Point localization data:
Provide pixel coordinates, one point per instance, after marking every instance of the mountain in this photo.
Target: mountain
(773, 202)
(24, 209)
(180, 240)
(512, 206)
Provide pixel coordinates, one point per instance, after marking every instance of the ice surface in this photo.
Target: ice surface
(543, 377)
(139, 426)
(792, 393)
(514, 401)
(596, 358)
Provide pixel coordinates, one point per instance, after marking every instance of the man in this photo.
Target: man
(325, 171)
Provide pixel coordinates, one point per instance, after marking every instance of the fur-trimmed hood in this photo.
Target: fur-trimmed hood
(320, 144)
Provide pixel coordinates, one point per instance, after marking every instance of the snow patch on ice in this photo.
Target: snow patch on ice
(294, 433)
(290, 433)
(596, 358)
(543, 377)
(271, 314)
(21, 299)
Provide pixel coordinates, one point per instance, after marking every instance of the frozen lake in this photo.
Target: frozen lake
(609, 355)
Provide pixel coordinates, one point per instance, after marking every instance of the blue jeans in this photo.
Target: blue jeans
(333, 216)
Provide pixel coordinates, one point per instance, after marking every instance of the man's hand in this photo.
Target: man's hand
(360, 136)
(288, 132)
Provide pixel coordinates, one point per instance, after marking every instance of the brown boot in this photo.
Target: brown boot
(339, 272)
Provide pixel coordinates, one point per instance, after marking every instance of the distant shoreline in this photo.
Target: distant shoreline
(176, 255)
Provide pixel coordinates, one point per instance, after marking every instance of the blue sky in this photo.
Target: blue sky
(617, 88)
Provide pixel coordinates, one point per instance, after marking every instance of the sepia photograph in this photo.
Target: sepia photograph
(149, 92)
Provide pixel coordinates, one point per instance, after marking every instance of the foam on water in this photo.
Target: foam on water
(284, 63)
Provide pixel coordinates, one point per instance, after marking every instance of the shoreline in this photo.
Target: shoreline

(What needs to be done)
All of the data needs to be repeated exactly.

(Exercise solution)
Provide pixel coordinates, one point per instance, after marking every instance of the mountain in this photo.
Target: mountain
(773, 202)
(24, 209)
(180, 240)
(512, 206)
Provide pixel coordinates, one point per instance, after marking every instance of the ice surface in this photo.
Target: ice surface
(543, 377)
(139, 426)
(792, 393)
(514, 401)
(596, 358)
Provide pixel coordinates, one point per instance, after marking every instance of the man in this photo.
Target: man
(325, 171)
Provide pixel coordinates, one point per instance, after marking every instance of the fur-trimmed hood in this photo.
Target: fur-trimmed hood
(320, 144)
Provide pixel coordinates, one point per instance, after marking every instance of the snow patch on ice in this photo.
Target: snow patch on ice
(294, 433)
(290, 433)
(596, 358)
(543, 377)
(271, 314)
(21, 299)
Provide pixel coordinates, one point per instance, after marking every instance of the frozen lake in this photo.
Target: frozen lake
(609, 355)
Provide pixel coordinates, one point per instance, after marking every instance of the blue jeans in this photo.
Target: blue jeans
(333, 216)
Provide pixel coordinates, one point per instance, after marking every instance of the man's hand in this photo.
Target: man's hand
(360, 136)
(288, 132)
Provide pixel coordinates, one point per instance, after marking every instance of the brown boot in this photo.
Target: brown boot
(339, 272)
Provide pixel coordinates, one point per instance, after marking every instance of the distant shoreline in this photo.
Target: distant shoreline
(176, 255)
Provide pixel coordinates, one point per instance, after marking every instance of the blue sky in this photo.
Target: blue sky
(617, 88)
Provide pixel coordinates, one point per instance, after marking every instance of the sepia photograph in this photo.
Target: sepia photograph
(149, 92)
Provide pixel coordinates, one point per instance, after marking every instance of the foam on water in this photo.
Target: foam on water
(284, 63)
Provide pixel coordinates, one point per instance, after marking every instance of the shoreline in this photo.
Target: shoreline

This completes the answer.